(Records from a dataset)
= = =
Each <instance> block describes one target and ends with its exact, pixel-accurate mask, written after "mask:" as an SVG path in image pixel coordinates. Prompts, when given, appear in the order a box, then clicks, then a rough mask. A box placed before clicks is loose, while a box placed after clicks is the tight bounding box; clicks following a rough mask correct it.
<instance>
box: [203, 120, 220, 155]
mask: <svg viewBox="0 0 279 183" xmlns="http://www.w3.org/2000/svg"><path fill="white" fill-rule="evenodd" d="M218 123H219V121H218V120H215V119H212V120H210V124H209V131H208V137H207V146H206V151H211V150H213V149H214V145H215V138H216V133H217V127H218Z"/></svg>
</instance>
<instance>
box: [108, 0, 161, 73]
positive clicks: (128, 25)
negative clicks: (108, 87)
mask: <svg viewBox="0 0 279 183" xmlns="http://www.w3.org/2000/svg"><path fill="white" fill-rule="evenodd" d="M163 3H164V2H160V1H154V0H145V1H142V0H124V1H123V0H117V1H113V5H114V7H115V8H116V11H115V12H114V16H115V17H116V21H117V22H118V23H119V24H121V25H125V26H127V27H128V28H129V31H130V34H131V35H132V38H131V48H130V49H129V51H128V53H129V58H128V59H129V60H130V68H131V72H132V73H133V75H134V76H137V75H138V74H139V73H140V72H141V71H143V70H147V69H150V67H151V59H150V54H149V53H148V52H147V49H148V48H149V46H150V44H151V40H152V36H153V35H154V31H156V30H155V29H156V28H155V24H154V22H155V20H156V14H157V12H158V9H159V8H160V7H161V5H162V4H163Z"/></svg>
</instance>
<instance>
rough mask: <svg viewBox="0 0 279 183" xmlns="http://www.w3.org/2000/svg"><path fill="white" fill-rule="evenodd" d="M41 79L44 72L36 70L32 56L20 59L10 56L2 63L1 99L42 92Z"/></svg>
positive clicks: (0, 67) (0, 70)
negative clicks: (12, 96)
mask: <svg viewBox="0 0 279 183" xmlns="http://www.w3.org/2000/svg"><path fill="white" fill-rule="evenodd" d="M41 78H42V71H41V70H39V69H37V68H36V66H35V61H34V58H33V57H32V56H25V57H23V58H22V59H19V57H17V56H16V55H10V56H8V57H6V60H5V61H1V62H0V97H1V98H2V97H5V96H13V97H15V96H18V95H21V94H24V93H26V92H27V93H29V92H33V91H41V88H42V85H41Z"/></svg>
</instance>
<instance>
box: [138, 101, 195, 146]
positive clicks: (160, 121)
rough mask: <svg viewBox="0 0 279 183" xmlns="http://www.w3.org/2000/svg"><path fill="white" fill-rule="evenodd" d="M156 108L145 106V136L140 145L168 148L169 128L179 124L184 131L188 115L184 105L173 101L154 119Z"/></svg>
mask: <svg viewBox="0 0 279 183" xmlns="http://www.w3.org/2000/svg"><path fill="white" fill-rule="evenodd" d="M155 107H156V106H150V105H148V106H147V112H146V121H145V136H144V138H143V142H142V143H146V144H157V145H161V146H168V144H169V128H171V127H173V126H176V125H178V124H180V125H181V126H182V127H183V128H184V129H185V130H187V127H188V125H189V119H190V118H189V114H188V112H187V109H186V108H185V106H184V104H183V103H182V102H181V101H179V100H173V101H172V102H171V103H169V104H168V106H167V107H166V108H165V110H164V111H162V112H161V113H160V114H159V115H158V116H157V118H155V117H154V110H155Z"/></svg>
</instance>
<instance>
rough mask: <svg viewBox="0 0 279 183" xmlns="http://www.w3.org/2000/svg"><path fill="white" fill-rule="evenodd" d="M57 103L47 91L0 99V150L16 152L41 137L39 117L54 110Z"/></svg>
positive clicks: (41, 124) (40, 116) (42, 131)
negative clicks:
= = =
What is being asked:
The expected output is one number, the tally of lines above containing "positive".

Reply to the task:
4